* _BRANO_

--

Due 82enni lasciano un’Italia gnucca e provinciale
La morte di due persone molto diverse tra loro, nello stesso giorno, con la stessa età, mi ha toccato per la mia piccola conoscenza personale dei due 82enni di nome Oliviero Toscani e Franco Piperno.
Il primo, un grande fotografo da qualcuno definito come il più celebre del mondo, il secondo un fisico, professore universitario, fascinoso leader sessantottino di Potere Operaio definito come cattivo maestro in un’epoca plumbea per l’Italia. Entrambi sono morti il 13 gennaio 2025. Entrambi sono stati trattati spesso con la misura dei loro più meschini detrattori.
Di Franco Piperno sono stato allievo (buono o cattivo, non so) così come di Toni Negri ricavandone alla fine, dopo tutte le vicissitudini, la convinzione che il mondo scaturito dalle nostre azioni non sarebbe stato migliore di quello che volevamo cambiare.
Di Oliviero Toscani ho chiara la luce che aleggiava intorno alla sua persona a Milano, quando io, giovanissimo, ho fatto l’assistente di diversi grandi fotografi che mal celavano l’invidia per questo uomo sgarbato e geniale che faceva tutte le copertine di Vogue.
Questo fatto l’ho raccontato a Toscani stesso pochi anni fa quando sono diventato suo ‘compaesano’ a Casale Marittimo, facendogli fare una risata.
Ora, dopo la sua morte, tra i molti giusti tributi al personaggio, è molta la pochezza di giudizio che ho potuto sentire dal mondo sovranista/populista nazionale che pone Toscani quando va bene tra i “radical chic”, e tra i commenti social nella sua stessa comunità territoriale. Ma è giusto ricordare che in una recente bella intervista di Francesco Merlo (La Repubblica) che gli faceva notare che dopo che si era ammalato molti si divertivano a svillaneggiarlo sui social, lui ha detto con la consueta velocità di reazione «Almeno non sono ipocriti» aggiungendo «Chissà invece i begli articoli che scriveranno gli ipocriti quando davvero sarò morto. Mi piacerebbe leggere il commosso rimpianto di quelli che da vivo mi volevano morto. Promettimi che scriverai: Oliviero era uno stronzo. E che racconterai la mia vita come una risata durata 82 anni».
Ecco la grandezza di un uomo che è stato soprattutto un artista di caratura mondiale al quale non si può chiedere moderazione e buon senso.
Di Franco Piperno ricordo la sua iniziativa durante il tragico e assurdo rapimento Moro. Si rese disponibile come mediatore per ottenere la liberazione dello statista nelle mani delle BR, insieme a Lanfranco Pace (PotOp pure lui) in dialogo con Claudio Signorile vicesegretario del Partito Socialista di Craxi, unica entità politica interessata a tentare una trattativa per la liberazione di Aldo Moro. Il fronte della cosiddetta “fermezza” (DC e PCI soprattutto) si oppose duramente all’iniziativa fino a invalidarla nonostante – si seppe più tardi – un canale di trattativa sarebbe stato possibile e addirittura già avviato con Moretti, carceriere di Moro.

--

* _SET DI DATI_
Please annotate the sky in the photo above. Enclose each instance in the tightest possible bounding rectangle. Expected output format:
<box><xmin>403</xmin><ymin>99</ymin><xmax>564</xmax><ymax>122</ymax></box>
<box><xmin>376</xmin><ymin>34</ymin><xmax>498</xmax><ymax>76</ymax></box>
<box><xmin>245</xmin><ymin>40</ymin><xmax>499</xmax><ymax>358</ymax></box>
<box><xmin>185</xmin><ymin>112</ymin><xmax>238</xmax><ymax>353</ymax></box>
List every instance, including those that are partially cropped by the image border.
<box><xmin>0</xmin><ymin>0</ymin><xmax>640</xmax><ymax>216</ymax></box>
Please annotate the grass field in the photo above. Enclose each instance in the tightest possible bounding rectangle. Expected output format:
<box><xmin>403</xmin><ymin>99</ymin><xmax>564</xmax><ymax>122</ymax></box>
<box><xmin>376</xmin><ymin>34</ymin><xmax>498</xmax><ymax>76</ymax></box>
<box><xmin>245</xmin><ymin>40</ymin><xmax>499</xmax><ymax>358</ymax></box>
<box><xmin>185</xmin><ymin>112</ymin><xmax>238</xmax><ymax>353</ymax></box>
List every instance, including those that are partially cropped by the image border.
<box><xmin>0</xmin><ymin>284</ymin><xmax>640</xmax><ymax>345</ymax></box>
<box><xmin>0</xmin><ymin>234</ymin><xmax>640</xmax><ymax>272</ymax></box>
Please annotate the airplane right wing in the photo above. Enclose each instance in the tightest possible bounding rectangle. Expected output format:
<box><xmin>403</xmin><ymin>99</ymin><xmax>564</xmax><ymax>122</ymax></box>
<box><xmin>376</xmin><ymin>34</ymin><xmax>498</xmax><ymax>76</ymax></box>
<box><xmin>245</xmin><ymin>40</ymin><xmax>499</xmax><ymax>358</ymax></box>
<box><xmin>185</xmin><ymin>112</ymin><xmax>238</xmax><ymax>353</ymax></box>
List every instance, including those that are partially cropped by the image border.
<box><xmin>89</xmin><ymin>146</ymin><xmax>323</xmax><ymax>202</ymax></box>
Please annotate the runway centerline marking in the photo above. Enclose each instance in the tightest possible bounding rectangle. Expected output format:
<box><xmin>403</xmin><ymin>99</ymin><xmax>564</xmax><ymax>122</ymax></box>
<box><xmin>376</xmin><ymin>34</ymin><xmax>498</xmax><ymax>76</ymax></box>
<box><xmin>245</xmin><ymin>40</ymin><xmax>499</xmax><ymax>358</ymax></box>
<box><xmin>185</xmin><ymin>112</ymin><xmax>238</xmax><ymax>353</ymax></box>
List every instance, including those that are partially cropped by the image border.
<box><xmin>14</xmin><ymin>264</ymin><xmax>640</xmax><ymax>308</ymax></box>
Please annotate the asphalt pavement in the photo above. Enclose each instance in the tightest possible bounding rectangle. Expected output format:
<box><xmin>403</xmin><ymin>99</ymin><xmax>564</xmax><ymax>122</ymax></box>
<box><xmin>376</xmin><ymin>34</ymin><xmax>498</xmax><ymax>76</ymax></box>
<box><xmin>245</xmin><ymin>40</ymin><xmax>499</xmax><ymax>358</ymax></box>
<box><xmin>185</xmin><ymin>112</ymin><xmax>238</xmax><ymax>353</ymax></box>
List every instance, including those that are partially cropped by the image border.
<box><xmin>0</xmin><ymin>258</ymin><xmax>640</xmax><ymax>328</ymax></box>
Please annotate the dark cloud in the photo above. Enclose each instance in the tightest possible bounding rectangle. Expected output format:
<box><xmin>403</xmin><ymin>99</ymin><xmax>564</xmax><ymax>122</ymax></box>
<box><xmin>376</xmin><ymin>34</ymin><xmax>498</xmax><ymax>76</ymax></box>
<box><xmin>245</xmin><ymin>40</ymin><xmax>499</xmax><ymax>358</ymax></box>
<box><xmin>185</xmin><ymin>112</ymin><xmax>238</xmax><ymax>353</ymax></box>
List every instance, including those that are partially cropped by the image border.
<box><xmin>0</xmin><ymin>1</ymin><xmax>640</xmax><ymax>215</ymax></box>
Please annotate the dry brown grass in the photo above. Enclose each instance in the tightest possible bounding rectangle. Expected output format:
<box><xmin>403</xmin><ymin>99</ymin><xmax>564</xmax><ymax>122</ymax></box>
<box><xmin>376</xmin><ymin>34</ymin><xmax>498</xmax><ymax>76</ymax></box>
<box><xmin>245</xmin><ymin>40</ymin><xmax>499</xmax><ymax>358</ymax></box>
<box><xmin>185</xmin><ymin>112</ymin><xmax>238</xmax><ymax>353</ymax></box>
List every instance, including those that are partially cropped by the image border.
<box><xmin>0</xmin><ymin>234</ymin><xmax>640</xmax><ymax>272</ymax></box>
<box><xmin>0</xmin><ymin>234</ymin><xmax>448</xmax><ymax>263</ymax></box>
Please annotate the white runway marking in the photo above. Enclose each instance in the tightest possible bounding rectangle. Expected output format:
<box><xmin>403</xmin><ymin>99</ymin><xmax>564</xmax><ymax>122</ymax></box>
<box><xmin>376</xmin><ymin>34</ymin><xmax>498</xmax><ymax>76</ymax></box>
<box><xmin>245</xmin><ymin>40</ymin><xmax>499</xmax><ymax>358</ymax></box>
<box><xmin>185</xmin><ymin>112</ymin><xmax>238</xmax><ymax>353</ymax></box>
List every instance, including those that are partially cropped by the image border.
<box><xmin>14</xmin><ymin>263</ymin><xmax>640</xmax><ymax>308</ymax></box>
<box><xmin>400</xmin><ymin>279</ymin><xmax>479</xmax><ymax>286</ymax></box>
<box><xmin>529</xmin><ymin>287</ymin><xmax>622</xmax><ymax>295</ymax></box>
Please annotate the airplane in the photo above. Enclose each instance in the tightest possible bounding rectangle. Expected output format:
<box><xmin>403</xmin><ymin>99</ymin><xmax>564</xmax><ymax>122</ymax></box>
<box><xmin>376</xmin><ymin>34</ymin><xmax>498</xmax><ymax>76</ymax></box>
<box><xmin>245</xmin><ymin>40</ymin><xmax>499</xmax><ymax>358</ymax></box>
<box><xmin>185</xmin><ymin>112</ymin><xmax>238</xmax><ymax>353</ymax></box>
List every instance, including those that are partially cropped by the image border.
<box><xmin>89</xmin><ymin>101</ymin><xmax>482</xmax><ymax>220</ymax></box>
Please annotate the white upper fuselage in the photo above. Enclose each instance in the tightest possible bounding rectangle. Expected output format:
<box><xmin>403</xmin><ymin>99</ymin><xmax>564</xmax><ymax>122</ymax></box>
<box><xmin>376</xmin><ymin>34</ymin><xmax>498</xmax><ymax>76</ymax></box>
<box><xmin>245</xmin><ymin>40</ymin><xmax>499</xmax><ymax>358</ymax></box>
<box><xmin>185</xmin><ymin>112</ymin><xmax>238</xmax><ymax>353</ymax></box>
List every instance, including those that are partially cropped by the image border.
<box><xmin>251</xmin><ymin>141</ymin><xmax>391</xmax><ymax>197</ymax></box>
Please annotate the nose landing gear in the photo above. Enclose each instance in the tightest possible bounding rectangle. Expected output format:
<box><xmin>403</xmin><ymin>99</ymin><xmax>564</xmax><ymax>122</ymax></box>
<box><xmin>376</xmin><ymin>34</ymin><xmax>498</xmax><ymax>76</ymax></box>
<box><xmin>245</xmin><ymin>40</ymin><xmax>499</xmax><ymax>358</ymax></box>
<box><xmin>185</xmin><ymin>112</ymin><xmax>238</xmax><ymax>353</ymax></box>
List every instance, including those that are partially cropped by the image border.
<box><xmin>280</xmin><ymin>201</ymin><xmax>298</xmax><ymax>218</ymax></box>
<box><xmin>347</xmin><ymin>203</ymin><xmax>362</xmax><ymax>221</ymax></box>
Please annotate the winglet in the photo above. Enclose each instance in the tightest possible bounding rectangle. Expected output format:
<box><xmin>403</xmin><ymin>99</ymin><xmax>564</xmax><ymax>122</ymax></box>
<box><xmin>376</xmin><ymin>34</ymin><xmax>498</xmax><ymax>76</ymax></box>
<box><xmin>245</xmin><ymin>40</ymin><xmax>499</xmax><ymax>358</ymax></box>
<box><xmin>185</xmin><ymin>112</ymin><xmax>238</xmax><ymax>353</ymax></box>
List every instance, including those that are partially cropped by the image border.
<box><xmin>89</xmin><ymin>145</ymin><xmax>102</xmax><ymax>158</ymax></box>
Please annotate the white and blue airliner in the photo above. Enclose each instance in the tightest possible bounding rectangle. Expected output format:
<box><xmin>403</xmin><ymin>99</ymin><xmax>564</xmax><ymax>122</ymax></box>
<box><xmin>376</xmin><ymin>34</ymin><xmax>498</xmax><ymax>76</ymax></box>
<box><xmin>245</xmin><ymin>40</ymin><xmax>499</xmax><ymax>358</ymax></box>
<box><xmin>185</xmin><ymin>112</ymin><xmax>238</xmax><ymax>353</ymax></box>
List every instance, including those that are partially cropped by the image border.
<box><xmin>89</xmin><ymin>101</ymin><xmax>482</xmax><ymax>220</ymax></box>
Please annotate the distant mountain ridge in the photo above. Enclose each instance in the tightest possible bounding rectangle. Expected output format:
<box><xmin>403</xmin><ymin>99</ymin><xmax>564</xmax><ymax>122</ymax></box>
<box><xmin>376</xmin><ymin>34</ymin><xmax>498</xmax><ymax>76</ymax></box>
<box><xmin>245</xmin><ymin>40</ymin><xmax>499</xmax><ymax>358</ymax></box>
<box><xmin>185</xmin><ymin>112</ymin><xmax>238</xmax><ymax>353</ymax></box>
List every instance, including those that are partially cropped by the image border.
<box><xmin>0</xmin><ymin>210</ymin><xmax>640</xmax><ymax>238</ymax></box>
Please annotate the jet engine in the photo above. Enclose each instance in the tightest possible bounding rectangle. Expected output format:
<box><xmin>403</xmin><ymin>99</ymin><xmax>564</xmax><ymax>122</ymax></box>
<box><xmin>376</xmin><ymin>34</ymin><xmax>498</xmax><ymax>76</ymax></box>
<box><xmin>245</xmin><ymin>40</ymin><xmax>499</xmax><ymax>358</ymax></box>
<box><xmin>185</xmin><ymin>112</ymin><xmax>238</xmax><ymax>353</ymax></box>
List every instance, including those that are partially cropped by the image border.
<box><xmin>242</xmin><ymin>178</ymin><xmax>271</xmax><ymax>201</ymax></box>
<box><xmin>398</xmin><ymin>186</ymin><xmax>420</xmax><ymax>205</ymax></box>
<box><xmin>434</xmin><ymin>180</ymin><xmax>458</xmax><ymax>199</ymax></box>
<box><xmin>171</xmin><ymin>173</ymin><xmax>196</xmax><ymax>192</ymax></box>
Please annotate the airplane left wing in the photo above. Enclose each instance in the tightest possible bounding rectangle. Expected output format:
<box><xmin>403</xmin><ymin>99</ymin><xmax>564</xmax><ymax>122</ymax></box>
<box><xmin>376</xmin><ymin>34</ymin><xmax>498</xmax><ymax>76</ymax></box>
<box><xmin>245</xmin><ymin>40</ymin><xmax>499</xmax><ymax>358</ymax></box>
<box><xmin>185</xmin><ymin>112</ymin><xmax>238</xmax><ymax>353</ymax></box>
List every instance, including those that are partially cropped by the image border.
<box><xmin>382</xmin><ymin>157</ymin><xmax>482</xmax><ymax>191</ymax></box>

--

* _ISTRUZIONI DELL'ESERCIZIO_
A – Nel brano su Toscani e Piperno, in che giorno sono morti tutti e due?
B – Di' se ognuna di queste affermazioni concorda con il brano su Toscani e Piperno: (i) Franco Piperno era un fotografo; (ii) l'autore è stato allievo di Franco Piperno; (iii) il Partito Socialista si oppose a una trattativa per liberare Aldo Moro.
C – Prosegui il brano su Toscani e Piperno a partire dal punto in cui si interrompe.

* _RISPOSTE ATTESE_
A – Il 13 gennaio 2025.

B –
(i) No: «il secondo un fisico, professore universitario».
(ii) Sì: «Di Franco Piperno sono stato allievo».
(iii) No: «unica entità politica interessata a tentare una trattativa per la liberazione di Aldo Moro».

C –
La morte che si è presa nello stesso giorno due figure così diverse, mi ha suggerito una riflessione su come siamo sciocchi noi italiani, così gnucchi e provinciali. Nel presente non sappiamo riconoscere e apprezzare le risorse disponibili per migliorarci. Circa il passato non abbiamo nessun interesse a elaborare la storia con sguardo chiaro e pulito, così da non ripetere gli stessi errori. Sul futuro, va da se, non vediamo oltre la lunghezza del nostro naso.
Gli anni settanta in Italia sono stati sepolti sotto le macerie di un giudizio superficiale e grossolano, come ignorando che una generazione intera è stata coinvolta (a sinistra ma anche a destra) in una frenesia che anelava al cambiamento come necessità impellente e irrinunciabile, in conseguenza anche al trauma che è stata la strage di piazza Fontana del 12 dicembre 1969, nella quale storia ignobile sono riconosciute responsabilità di servizi segreti, investigatori, magistratura, politica. Persone come Franco Piperno, dopo aver pagato il loro debito con la giustizia, avrebbero potuto collaborare – trovando l’interesse dalla parte opposta della storia – per metabolizzare l’accaduto in una visione costruttiva comune a tutte le parti in causa.
Oliviero Toscani viveva in Toscana da 50 anni, e con attività importanti ha riqualificato ampi territori rendendoli attrattivi per altri investitori e turisti di tutto il mondo. Tuttavia è stato trattato sempre da ‘foresto’ dalla comunità toscana, tanto che, dopo la sua morte, nulla in Toscana succede di simile a Milano che lo ricorda con affetto e gli rende omaggio domenica 19 gennaio a Palazzo Reale, dove nel 2022 si era tenuta l’ultima grande mostra milanese a lui dedicata, “Viva Oliviero!”